Written on 23rd July 2021 - 5 minutes

ARTICLE | Messaging Services: what are they and why are they an important part of modern systems? 


In this article, I am going to look at what messaging services are and why they have become an important part of designing distributed systems that are resilient and scalable. First, I will focus on the modern approaches for application design and where modern messaging services fit into this. Then I will be focusing on the different messaging patterns that can be used to build modern systems and finally I will be looking at the different offerings in Microsoft Azure that can be used by software developers to build a modern message-based architecture.

Modern Application Architectures

Modern architectural approaches for designing enterprise systems are geared towards building separate services which interact with each other typically using network messaging. This is known as a Service-Orientated Architecture (SOA). This term has been around for a while and is commonly used to describe the logical separation of business functions into separate services so that they can be reused by different applications and managed independently. 

With the rapid migration from on-premises hosting towards cloud hosting, the concept of SOA has become more important and widely used by companies due to the distributed nature of cloud computing and due to a company’s systems potentially running across both on-premises servers and in the cloud.

Set tasks:
a) Using the messaging services article, answer the following:
(i) On what date was the article written?
(ii) What term does the abbreviation SOA stand for?
(iii) Whose offerings does the author plan to look at for building a message-based architecture?
b) State whether each statement agrees with the messaging services article:
(i) The author will discuss messaging patterns before modern approaches for application design.
(ii) The term SOA is described as a recent coinage.
(iii) The move toward cloud hosting has made SOA more widely used by companies.
c) Reproduce the messaging services article between "With the rapid" and "in the cloud.", inclusive, switching "companies" to "organizations".

Stored data:

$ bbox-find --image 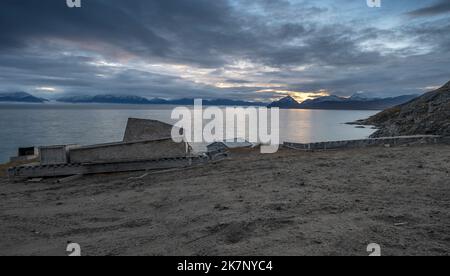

Solutions by task:
a)
(i) 23rd July 2021
(ii) Service-Orientated Architecture
(iii) Microsoft Azure's

b)
(i) No: "First, I will focus on the modern approaches for application design"
(ii) No: "This term has been around for a while"
(iii) Yes: "the concept of SOA has become more important and widely used by companies"

c)
With the rapid migration from on-premises hosting towards cloud hosting, the concept of SOA has become more important and widely used by organizations due to the distributed nature of cloud computing and due to a company’s systems potentially running across both on-premises servers and in the cloud.